* INSTRUCTIONS FOR THE TASK
Can you write out the material below again, substituting "oak" for every "wooden" and keeping everything else the same?

── ROWS ──

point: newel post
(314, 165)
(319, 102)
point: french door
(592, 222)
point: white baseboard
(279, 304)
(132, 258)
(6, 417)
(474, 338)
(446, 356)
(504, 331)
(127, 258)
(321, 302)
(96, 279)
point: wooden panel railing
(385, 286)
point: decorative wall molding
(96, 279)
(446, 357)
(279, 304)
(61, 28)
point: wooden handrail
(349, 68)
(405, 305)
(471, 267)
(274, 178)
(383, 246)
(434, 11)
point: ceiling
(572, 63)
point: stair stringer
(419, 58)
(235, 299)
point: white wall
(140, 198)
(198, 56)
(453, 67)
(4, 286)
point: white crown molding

───

* EXERCISE ANSWER
point: newel post
(314, 165)
(319, 102)
point: french door
(592, 222)
point: white baseboard
(279, 304)
(132, 258)
(6, 417)
(474, 338)
(446, 356)
(504, 331)
(127, 258)
(321, 302)
(96, 279)
point: oak panel railing
(385, 286)
point: decorative wall molding
(96, 279)
(446, 357)
(279, 304)
(61, 28)
point: oak handrail
(349, 68)
(405, 305)
(471, 267)
(274, 178)
(383, 246)
(434, 11)
point: ceiling
(572, 63)
point: stair stringer
(419, 58)
(235, 299)
point: white wall
(140, 198)
(198, 56)
(453, 67)
(4, 286)
point: white crown molding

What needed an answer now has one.